• **Fonte**:
========

Na verdade, para decidir a questão objecto do litígio que perante ele foi colocada, o Supremo Tribunal Administrativo – bem ou mal, não interessa averiguar, nem cabe nos poderes de cognição do Tribunal Constitucional – aplicou a norma do artigo 254º, nº 3, do Código de Processo Civil (na redacção anterior ao Decreto-Lei nº 329-A/95, de 12 de Dezembro), conjugada com o preceituado no artigo 1º, nº 3, do Decreto-Lei nº 121/76, de 11 de Fevereiro, afastando a aplicabilidade dos artigos 64º a 67º do Código de Processo Tributário.
5. Só aquela norma, portanto, pode constituir objecto de fiscalização concreta de constitucionalidade no âmbito de recurso fundado na alínea b) do nº
1 do artigo 70º da Lei do Tribunal Constitucional.
Tal norma foi já apreciada pelo Tribunal Constitucional, e julgada não inconstitucional, designadamente, nos acórdãos nºs 226/98 e 13/99.
E, contrariamente ao que refere o reclamante no requerimento agora apresentado, a questão de constitucionalidade decidida nos acórdãos citados centra-se precisamente na norma do artigo 254º, nº 3, do Código de Processo Civil, na redacção anterior ao Decreto-Lei nº 329-A/95, de 12 de Dezembro Ora, independentemente da questão de saber se devia ser essa, na versão invocada, a norma aplicável ao caso então em litígio, foi essa a norma apreciada pelo Tribunal Constitucional (confira-se, designadamente, a transcrição do artigo
254º do Código de Processo Civil feita sob o nº II. 1, do acórdão nº 226/98).
6. De todo o modo, a questão de constitucionalidade suscitada nos presentes autos não poderia ter uma solução diferente daquela que lhe foi dada nos acórdãos proferidos por este Tribunal a propósito das notificações aos mandatários judiciais, atento o paralelismo de situações.
Com efeito, do mesmo modo que naqueles acórdãos, e sobre tais notificações, se disse que 'o artigo 254º do CPC assenta no pressuposto de que o mandatário forense toma todas as devidas precauções para receber as notificações que hajam de lhe ser feitas' (acórdão nº 13/99) e que 'existe um ónus de informação sobre o domicílio profissional que recai sobre os mandatários das partes, um ónus que, afinal, se radica no dever de colaboração com o Tribunal, numa certa dimensão do «princípio dispositivo» e que é, também, em certo sentido, corolário da liberdade de escolha desse domicílio' (acórdão nº 226/98), terá agora de concluir-se que também as pessoas colectivas devem tomar todas as precauções para receberem as notificações que lhes sejam dirigidas e que, portanto, as notificações que deixem de receber por culpa sua produzirão os efeitos de notificação efectiva.

========

• **Dados brutos**:
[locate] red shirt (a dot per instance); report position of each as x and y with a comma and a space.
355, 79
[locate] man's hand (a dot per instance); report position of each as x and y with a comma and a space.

========

• **Instruções**:
(a) Responda, com base na fonte, a estas perguntas:
(i) Que artigos do Código de Processo Tributário tiveram a sua aplicabilidade afastada pelo Supremo Tribunal Administrativo?
(ii) Em que acórdãos o Tribunal Constitucional julgou a norma não inconstitucional?
(iii) Que efeitos produzem as notificações que as pessoas colectivas deixem de receber por culpa sua?
(b) Cite da fonte o trecho que começa em "E, contrariamente ao" e termina em "acórdão nº 226/98).".
A listagem tem uma proveniência diferente da fonte.

• **Respostas**:
(a)
(i) Os artigos 64º a 67º.
(ii) Nos acórdãos nºs 226/98 e 13/99.
(iii) Produzem os efeitos de notificação efectiva.

(b)
E, contrariamente ao que refere o reclamante no requerimento agora apresentado, a questão de constitucionalidade decidida nos acórdãos citados centra-se precisamente na norma do artigo 254º, nº 3, do Código de Processo Civil, na redacção anterior ao Decreto-Lei nº 329-A/95, de 12 de Dezembro Ora, independentemente da questão de saber se devia ser essa, na versão invocada, a norma aplicável ao caso então em litígio, foi essa a norma apreciada pelo Tribunal Constitucional (confira-se, designadamente, a transcrição do artigo
254º do Código de Processo Civil feita sob o nº II. 1, do acórdão nº 226/98).